[The data]

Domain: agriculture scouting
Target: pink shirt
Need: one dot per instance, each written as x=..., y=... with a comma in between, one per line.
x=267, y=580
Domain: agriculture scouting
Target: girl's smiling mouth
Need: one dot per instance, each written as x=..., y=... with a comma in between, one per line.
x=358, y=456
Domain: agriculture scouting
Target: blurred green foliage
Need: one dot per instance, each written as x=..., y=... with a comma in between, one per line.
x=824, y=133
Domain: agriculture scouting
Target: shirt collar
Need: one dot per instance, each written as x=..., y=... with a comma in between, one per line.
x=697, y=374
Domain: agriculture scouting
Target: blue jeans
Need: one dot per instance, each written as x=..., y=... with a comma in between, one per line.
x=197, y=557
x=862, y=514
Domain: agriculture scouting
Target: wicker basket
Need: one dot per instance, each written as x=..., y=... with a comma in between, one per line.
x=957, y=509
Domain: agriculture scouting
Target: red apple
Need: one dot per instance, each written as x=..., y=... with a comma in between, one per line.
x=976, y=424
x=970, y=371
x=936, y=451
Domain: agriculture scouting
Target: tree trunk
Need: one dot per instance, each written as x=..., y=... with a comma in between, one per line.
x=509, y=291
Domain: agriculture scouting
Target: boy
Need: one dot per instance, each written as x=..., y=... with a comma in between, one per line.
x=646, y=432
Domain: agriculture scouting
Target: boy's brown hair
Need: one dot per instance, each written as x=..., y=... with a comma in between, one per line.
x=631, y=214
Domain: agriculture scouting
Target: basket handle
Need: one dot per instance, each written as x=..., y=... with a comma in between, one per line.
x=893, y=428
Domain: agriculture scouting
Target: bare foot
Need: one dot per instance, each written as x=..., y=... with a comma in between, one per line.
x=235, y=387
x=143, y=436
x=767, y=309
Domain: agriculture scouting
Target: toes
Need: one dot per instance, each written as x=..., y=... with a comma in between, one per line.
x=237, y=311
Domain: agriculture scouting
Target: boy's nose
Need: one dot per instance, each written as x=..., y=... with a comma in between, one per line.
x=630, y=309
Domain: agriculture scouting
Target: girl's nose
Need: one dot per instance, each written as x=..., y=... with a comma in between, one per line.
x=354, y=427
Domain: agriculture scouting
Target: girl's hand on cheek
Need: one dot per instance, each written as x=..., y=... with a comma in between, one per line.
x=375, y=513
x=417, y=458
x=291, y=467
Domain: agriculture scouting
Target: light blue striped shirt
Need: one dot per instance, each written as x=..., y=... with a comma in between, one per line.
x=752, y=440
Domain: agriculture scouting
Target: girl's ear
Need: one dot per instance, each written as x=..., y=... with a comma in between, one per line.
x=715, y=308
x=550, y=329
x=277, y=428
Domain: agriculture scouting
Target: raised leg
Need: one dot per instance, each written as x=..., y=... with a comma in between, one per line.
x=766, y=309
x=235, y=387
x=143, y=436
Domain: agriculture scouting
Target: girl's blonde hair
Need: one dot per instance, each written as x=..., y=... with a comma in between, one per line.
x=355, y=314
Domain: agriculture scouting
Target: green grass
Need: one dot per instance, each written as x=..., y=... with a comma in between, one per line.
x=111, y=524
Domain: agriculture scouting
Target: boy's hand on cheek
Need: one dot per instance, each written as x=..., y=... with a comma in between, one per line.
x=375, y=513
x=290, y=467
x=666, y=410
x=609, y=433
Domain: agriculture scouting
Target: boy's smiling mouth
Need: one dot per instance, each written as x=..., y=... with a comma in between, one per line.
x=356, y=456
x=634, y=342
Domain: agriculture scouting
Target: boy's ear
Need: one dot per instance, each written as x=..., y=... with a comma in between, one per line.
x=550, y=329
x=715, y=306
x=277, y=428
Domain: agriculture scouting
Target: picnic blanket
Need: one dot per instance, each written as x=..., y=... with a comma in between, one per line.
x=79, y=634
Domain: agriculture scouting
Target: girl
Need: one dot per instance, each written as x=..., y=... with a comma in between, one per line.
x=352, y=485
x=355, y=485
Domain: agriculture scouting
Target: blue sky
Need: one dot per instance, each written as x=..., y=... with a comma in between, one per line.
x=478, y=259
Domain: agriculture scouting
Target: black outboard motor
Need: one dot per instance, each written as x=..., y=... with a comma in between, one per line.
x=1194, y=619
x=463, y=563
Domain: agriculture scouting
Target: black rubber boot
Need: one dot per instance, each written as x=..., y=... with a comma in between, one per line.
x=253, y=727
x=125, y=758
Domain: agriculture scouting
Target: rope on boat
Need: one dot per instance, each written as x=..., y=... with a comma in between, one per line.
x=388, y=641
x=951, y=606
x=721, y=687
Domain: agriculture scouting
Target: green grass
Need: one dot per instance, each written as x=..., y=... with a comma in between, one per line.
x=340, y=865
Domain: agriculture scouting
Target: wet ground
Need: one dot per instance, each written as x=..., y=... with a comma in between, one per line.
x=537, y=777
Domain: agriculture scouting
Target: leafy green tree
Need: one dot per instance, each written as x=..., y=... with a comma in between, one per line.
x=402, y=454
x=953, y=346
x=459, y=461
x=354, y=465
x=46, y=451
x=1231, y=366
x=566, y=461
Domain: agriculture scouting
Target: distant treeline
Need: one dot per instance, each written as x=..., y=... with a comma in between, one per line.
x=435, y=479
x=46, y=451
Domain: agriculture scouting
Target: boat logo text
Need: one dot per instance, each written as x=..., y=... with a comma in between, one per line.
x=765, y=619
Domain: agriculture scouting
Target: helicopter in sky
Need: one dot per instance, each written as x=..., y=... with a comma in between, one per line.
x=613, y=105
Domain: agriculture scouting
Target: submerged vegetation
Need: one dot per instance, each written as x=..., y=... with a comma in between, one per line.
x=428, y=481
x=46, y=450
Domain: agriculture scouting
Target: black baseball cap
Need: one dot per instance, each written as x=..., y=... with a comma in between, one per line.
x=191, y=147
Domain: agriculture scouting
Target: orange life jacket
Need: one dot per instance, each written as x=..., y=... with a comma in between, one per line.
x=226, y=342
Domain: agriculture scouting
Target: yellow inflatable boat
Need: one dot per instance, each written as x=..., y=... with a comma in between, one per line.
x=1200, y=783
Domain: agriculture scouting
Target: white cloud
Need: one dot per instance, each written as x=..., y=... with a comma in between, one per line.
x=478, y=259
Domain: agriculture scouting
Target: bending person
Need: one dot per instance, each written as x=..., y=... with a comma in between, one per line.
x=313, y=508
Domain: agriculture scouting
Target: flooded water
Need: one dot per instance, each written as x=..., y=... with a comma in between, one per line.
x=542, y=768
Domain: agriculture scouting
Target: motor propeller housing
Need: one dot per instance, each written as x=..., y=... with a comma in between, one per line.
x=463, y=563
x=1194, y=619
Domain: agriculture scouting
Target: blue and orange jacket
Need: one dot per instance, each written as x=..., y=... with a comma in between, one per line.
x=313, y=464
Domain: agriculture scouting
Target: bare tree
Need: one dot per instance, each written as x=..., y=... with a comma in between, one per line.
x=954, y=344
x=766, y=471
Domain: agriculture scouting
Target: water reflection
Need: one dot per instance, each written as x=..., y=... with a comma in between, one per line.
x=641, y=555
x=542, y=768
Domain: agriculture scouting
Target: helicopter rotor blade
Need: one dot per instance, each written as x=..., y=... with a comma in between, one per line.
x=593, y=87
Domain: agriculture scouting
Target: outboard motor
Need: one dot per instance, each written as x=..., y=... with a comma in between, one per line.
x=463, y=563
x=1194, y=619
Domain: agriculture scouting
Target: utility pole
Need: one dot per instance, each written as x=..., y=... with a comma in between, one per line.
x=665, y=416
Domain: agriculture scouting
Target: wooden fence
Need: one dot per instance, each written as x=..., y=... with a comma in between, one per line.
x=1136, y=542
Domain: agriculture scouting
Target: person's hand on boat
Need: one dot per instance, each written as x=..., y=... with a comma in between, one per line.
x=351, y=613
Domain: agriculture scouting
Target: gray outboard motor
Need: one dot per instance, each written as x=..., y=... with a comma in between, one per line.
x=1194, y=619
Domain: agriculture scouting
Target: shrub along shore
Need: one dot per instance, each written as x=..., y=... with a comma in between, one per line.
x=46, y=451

[/The data]

**Your assignment:**
Throughout the material above, find each line with "black" and return it.

**Expected answer:**
Target: black outboard motor
Target: black rubber boot
Target: black baseball cap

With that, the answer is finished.